Data under study
--- START ---

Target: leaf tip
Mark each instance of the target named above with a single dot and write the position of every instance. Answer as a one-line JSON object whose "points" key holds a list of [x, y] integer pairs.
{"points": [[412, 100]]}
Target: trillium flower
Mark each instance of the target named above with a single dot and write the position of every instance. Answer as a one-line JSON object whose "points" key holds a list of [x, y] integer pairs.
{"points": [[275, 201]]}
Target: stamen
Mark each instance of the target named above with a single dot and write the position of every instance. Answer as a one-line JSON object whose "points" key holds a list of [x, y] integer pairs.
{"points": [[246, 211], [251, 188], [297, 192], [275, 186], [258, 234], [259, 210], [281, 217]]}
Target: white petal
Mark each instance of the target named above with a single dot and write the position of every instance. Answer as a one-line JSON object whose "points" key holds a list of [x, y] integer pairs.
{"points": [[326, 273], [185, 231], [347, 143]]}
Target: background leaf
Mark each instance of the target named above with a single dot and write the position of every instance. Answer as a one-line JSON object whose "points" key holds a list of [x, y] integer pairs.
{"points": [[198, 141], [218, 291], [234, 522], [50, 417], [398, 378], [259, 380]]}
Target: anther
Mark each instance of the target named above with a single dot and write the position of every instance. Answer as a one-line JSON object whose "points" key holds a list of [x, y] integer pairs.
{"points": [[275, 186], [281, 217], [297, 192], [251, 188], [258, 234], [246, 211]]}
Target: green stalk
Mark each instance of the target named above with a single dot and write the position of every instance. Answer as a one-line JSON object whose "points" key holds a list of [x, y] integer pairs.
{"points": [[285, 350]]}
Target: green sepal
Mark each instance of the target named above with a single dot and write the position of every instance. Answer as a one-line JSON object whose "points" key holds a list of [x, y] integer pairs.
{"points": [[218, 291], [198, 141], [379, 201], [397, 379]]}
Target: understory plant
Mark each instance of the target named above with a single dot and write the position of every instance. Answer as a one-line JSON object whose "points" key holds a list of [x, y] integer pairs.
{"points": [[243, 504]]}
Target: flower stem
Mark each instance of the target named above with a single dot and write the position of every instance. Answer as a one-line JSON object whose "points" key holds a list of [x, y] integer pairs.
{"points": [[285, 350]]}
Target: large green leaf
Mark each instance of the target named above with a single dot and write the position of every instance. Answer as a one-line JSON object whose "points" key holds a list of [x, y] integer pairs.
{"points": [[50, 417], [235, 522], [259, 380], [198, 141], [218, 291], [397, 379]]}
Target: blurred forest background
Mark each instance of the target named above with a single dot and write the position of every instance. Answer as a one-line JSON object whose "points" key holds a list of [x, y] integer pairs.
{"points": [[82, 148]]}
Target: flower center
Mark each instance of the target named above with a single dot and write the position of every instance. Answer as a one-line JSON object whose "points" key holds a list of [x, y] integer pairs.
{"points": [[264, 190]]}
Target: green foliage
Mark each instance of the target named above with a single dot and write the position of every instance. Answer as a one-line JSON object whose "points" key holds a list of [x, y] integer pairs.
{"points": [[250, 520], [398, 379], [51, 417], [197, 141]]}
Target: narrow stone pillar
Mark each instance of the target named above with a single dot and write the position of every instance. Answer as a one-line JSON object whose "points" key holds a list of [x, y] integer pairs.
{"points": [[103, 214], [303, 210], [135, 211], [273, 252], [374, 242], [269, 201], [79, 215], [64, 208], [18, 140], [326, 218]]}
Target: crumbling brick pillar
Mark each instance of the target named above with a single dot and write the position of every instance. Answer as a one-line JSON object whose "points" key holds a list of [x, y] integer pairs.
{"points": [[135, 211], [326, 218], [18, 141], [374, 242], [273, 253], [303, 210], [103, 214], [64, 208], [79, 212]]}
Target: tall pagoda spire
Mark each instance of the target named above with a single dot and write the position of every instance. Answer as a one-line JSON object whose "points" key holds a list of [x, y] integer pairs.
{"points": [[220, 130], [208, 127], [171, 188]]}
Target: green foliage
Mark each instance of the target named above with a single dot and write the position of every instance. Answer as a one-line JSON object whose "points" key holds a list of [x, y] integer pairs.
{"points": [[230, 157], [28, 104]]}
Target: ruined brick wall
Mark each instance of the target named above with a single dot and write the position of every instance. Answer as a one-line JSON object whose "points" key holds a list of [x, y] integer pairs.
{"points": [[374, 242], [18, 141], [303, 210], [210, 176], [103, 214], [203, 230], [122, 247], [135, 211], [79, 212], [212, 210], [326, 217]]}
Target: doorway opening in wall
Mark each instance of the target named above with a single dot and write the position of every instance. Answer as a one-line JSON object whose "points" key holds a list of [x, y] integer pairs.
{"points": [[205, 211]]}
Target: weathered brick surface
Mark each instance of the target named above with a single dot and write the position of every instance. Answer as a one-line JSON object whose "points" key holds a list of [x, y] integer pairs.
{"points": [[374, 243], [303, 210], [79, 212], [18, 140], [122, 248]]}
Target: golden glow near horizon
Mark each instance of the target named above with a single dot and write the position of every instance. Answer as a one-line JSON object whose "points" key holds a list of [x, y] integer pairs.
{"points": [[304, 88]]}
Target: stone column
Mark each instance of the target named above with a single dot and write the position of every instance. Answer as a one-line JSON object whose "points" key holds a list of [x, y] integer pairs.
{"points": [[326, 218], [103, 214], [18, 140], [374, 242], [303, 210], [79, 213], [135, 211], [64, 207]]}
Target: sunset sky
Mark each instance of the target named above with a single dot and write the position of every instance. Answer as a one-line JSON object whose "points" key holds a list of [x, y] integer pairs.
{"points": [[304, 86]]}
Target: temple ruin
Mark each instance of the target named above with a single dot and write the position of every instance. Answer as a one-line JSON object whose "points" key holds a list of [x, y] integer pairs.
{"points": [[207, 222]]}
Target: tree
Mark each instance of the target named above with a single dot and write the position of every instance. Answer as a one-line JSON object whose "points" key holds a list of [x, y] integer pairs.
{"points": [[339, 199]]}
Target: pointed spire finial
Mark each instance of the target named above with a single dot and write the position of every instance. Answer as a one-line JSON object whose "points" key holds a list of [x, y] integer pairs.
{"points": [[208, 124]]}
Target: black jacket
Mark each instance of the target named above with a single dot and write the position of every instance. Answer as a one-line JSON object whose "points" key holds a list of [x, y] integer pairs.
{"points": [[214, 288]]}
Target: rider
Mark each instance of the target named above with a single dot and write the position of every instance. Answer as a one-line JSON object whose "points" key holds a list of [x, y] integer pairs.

--- END ---

Work instructions
Please show every line of the entries above that contains the word "brick".

Answer for this exercise
Target: crumbling brick pillar
Target: ruined brick wall
Target: weathered brick surface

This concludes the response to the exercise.